# ? about premier electric poultry netting & winter



## Mel- (Mar 30, 2004)

Hi,

I really have problems anymore being available to open and close the coop at dawn and dusk, especially during the winter. leave before it's light, don't get home till well after dark. so I bought some of the premer elec poultry fencing and completely surrounded the coops.

it's been wonderful and nothing including my cats will go near it. before I bought this, I had lost a few birds the days before and even surprised a possum in the coop when it wasn't even completely dark yet. I'd never had trouble in years as long as I got out there to close up by dark or not long after !


but, how will it hold up to winter snow and ice? it's not that bad here in indiana but I'd really like to get as many years out of this stuff as possible.

but at the same time, I still can't be there right at dusk to shut them up.

the way I work anymore, I'm not sure what I would do without that fencing. I can't leave the chickens in their coop all day during the winter. my parents live down the road and they used to open and close it for me but dad has really bad gout now and drives his lawn mower instead of walking around the farm and I'd rather he not.

so, is it usable in the winter?

thanks alot.


----------



## craftnkids (Sep 6, 2009)

I live in Georgia- so I probably have no right answering this, but here I go anyway!

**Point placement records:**

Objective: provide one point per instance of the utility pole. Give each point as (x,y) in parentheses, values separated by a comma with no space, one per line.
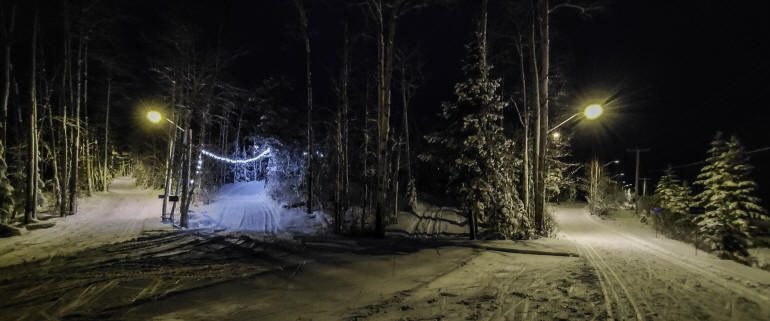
(638,151)
(644,185)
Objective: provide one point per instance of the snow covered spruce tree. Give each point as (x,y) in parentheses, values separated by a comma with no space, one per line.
(728,199)
(675,198)
(481,159)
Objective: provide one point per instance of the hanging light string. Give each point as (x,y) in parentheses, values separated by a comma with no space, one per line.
(261,155)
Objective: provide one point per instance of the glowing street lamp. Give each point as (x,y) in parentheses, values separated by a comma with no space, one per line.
(591,112)
(154,116)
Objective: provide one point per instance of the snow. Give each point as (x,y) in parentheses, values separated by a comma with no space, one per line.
(119,215)
(429,221)
(644,276)
(247,207)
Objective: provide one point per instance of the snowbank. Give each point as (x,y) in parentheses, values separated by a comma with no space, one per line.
(430,221)
(248,207)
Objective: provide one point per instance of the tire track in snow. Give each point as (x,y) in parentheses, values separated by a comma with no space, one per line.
(668,256)
(597,258)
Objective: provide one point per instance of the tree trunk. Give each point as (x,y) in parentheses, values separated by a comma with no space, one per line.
(54,154)
(365,177)
(105,170)
(385,38)
(525,122)
(308,77)
(545,42)
(63,101)
(411,188)
(74,187)
(185,200)
(30,210)
(8,34)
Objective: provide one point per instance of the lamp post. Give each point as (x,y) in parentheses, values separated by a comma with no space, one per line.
(156,117)
(611,162)
(591,112)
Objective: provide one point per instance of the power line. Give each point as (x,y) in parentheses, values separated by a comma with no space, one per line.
(701,162)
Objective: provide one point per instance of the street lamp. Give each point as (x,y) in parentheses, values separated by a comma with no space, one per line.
(155,117)
(591,112)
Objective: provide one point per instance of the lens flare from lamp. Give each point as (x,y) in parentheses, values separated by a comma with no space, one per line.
(154,116)
(593,111)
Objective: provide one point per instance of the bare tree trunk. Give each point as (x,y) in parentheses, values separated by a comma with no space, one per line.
(537,169)
(394,178)
(105,169)
(89,160)
(7,34)
(30,210)
(184,207)
(411,188)
(75,182)
(308,75)
(54,154)
(385,39)
(545,43)
(365,177)
(525,122)
(63,101)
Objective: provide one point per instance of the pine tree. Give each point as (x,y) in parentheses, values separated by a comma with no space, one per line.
(728,197)
(674,197)
(483,164)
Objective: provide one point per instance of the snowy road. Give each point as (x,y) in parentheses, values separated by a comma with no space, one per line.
(644,277)
(121,214)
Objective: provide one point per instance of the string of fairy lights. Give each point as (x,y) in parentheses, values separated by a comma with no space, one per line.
(228,160)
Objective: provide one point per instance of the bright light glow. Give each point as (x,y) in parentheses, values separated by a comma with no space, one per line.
(264,153)
(593,111)
(154,116)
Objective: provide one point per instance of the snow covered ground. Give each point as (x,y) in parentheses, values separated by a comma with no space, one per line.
(115,260)
(428,221)
(645,277)
(247,207)
(119,215)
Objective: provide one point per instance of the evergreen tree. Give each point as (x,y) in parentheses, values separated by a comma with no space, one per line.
(483,165)
(674,197)
(728,197)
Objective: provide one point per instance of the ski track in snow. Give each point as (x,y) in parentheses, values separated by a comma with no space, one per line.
(248,207)
(118,215)
(648,278)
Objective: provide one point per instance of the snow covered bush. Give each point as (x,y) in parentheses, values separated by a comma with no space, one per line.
(600,193)
(728,198)
(482,164)
(674,197)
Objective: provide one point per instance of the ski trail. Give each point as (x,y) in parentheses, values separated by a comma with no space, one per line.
(661,253)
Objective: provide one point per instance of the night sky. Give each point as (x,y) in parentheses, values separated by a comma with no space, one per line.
(678,71)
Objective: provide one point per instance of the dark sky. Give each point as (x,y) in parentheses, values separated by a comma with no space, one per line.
(680,70)
(683,70)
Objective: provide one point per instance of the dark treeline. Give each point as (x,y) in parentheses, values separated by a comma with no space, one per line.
(349,92)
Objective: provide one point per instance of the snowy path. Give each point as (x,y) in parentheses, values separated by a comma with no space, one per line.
(248,207)
(644,277)
(121,214)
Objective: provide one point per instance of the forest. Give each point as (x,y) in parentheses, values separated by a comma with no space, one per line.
(78,82)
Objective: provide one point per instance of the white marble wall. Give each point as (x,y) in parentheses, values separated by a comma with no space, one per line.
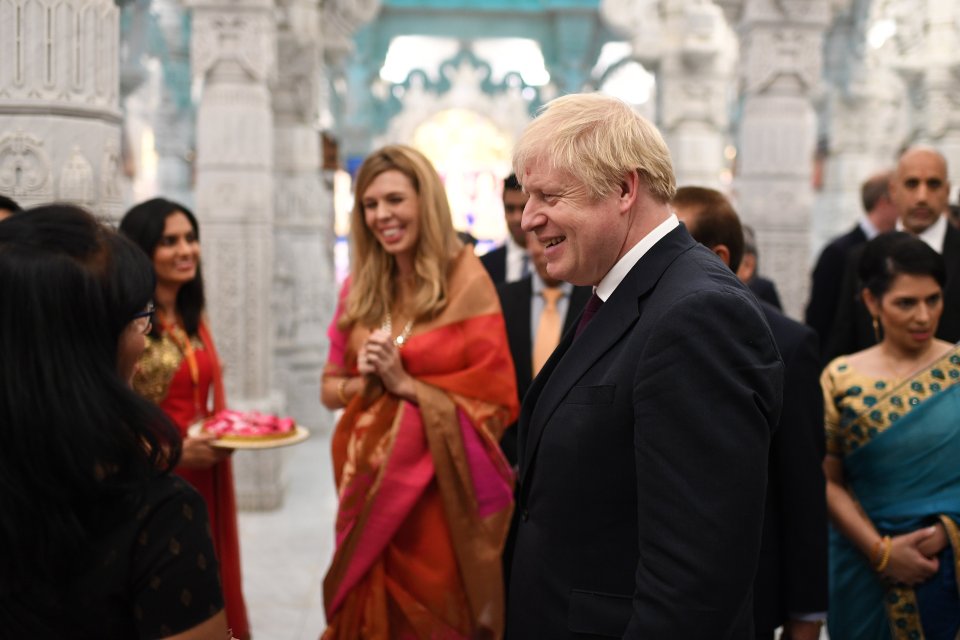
(59,117)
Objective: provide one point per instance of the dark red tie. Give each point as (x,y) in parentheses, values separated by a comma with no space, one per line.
(593,305)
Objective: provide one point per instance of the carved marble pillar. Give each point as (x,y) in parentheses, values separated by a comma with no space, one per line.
(233,49)
(175,120)
(59,111)
(927,46)
(697,72)
(862,121)
(304,291)
(781,51)
(353,64)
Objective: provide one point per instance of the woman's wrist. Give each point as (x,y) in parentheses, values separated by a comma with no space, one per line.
(342,390)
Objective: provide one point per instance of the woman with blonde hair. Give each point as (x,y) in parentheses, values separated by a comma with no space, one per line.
(893,441)
(420,363)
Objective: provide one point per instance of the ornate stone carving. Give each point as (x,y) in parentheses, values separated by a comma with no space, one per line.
(111,190)
(780,54)
(24,167)
(76,179)
(60,52)
(340,20)
(243,39)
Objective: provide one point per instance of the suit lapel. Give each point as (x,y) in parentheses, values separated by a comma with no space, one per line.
(573,358)
(951,252)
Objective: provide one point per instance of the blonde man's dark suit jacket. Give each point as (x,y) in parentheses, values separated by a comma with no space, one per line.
(643,460)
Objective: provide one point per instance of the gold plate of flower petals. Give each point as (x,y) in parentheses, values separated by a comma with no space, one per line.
(299,435)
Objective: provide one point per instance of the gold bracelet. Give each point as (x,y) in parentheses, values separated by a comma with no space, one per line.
(885,558)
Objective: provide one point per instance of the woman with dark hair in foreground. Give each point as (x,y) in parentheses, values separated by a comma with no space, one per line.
(893,445)
(180,371)
(97,539)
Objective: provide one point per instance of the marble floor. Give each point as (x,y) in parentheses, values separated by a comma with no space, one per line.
(285,552)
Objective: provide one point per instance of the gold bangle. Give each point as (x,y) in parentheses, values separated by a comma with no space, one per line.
(885,558)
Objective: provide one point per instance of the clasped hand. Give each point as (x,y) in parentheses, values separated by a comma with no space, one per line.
(913,556)
(380,356)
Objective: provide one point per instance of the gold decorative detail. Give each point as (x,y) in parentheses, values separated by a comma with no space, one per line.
(401,339)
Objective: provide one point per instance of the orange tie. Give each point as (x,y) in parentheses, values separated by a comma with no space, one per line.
(548,330)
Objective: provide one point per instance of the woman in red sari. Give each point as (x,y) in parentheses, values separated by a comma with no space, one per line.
(419,361)
(180,371)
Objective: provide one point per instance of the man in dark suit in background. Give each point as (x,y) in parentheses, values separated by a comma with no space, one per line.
(880,216)
(790,588)
(643,441)
(763,288)
(523,302)
(919,189)
(509,262)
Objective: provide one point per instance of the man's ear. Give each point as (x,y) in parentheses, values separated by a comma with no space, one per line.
(629,189)
(723,251)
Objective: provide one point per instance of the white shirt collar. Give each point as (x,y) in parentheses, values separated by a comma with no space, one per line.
(538,285)
(932,235)
(515,255)
(623,266)
(869,229)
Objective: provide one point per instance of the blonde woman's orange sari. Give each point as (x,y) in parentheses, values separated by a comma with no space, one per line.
(425,493)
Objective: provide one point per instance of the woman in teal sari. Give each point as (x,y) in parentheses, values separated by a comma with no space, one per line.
(893,457)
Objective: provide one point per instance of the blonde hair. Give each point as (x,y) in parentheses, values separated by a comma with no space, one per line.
(373,271)
(597,139)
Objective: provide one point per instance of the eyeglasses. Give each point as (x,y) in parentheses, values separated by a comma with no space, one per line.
(143,321)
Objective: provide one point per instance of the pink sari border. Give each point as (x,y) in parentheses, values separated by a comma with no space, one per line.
(492,490)
(409,471)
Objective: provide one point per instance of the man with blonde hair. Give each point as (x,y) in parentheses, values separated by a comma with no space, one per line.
(643,441)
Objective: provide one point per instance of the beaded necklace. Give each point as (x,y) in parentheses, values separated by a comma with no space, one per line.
(401,339)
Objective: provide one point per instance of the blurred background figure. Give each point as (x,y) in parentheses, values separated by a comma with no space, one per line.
(8,207)
(893,441)
(180,371)
(749,273)
(420,362)
(880,216)
(98,539)
(790,589)
(510,261)
(537,310)
(919,190)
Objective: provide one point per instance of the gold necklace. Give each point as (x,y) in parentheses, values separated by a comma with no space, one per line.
(911,366)
(401,339)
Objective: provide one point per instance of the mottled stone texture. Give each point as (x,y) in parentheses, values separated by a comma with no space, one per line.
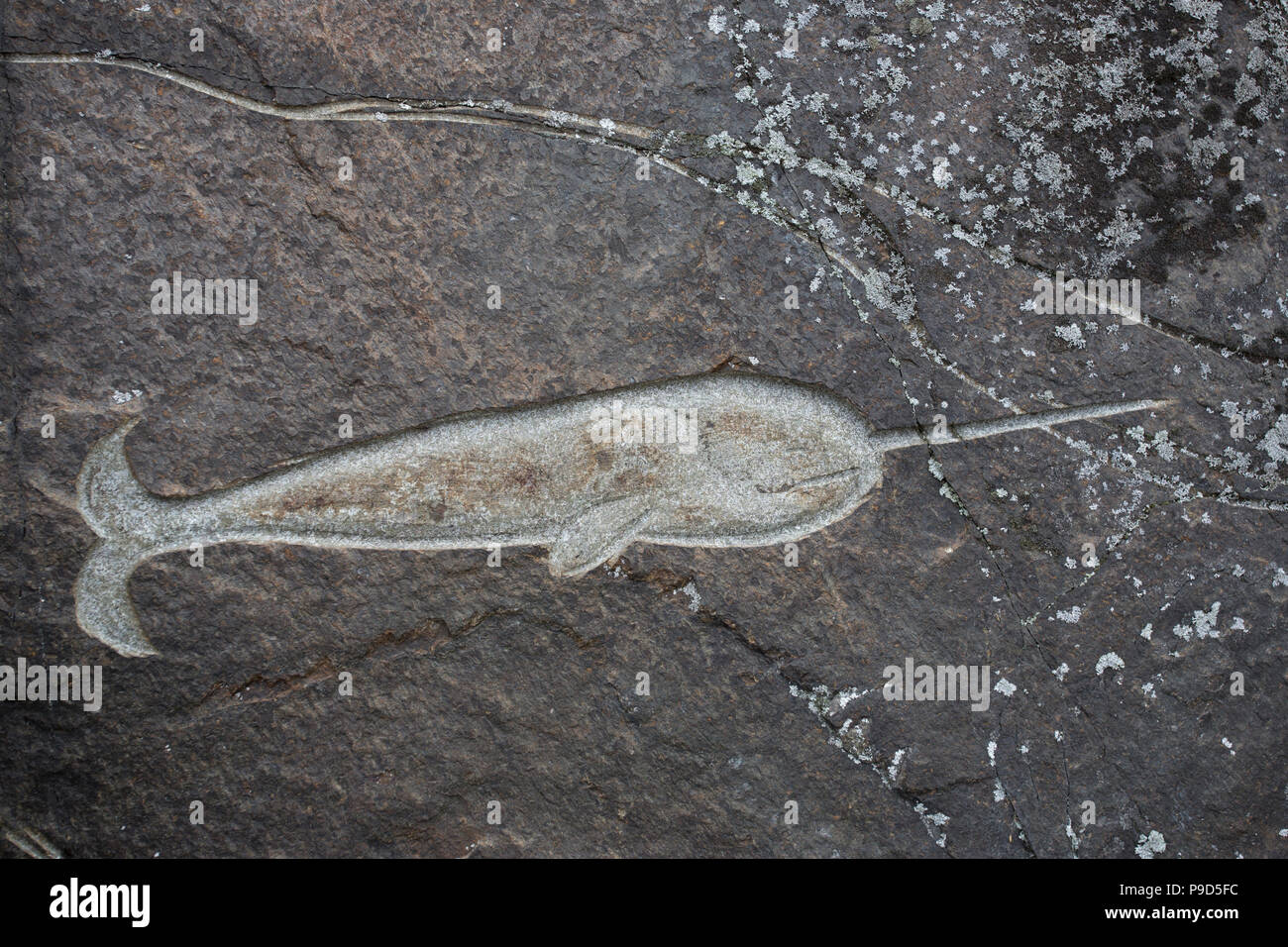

**GOAL 1:**
In the thread about electric poultry netting, what animal did the first poster find in the coop before dark?
**GOAL 2:**
Pick up the electric poultry netting thread where it stops, carrying on the reply from craftnkids.

**TASK RESULT 1:**
A possum.

**TASK RESULT 2:**
I would think it would not harm it. It has been made with those conditions in mind, right? I can't imagine the manufacturers wouldn't have realized it would be used in all types of weather.
It doesn't sound like you have a choice anyway! Especially now that daylight is short, and nighttime long!
Angela


----------



## chickenista (Mar 24, 2007)

If you google around you will find that they make automatic coop door closers!
They run on a timer and will close whenever you set them to do so.

But the Premiere fencing is fantastic and holds up fine through the winters.. it can take unbelievably bad treatment and still work great.


----------



## kbshorts (Dec 6, 2005)

Mine does just fine, no issues with snow. Freezing rain and ice on the fence will drag it down a bit but is springs right back as the ice melts.

KB


----------



## Looking4ewes (Apr 30, 2006)

I currently do as you do, surrounding the coop with Premier poultry netting. I have not taking my birds through the winter, but I winter grazing my sheep using Premier electronet as the only fence and it works great. I also use Premier's heat lamp suspended in the coop on cold nights. 

Good luck!


----------



## Mel- (Mar 30, 2004)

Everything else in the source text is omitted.